• _TASK DIRECTIONS_
In the text below about working with nurse practitioners, condense the paragraph that begins "I have worked with nurse practitioners" into a short list of its main facts.

I have worked with nurse practitioners (NPs) ever since I graduated from medical school: during residency, when I did an additional fellowship, and at both my previous and current practices. These experiences have included caring for very premature infants, treating children with cancer, managing the reproductive health of adolescents, as well as primary-care pediatrics. On a few occasions I’ve had to transfer an ill child to another facility, and sometimes the medical provider who arrived with the ambulance to assume care was an NP. I was always grateful when they got there.

With an exception or two, these NPs have been wonderful to work with. (Show me a profession that doesn’t have a few sub-par members. Lord knows I can list plenty of clunker physicians.) I have the utmost respect for them as colleagues, and value the work they do immensely. When I have a patient with a weird rash I want someone else to look at, or when I feel like running a treatment plan I’ve put in place by another person, I am as apt to grab one of the NPs in my office as a physician.

• _GIVEN INFORMATION_
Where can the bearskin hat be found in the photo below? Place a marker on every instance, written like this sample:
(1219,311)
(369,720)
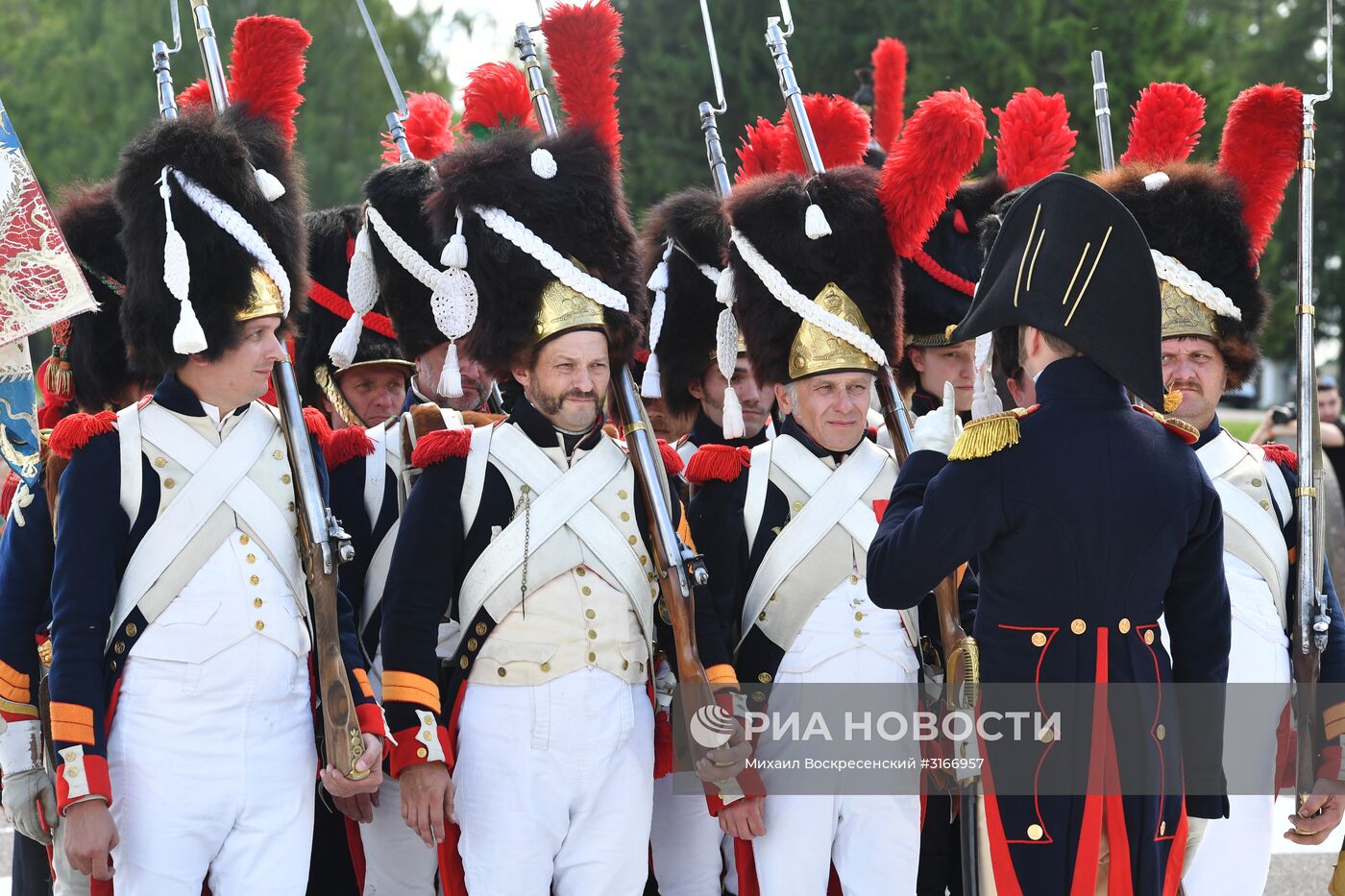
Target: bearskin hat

• _SOLVED PROBLEM_
- I have worked with nurse practitioners since medical school: in residency, during an extra fellowship, and at my previous and current practices.
- This work covered very premature infants, children with cancer, adolescent reproductive health, and primary-care pediatrics.
- When I transferred an ill child to another facility, the provider arriving with the ambulance was sometimes an NP, and I was always grateful to see them.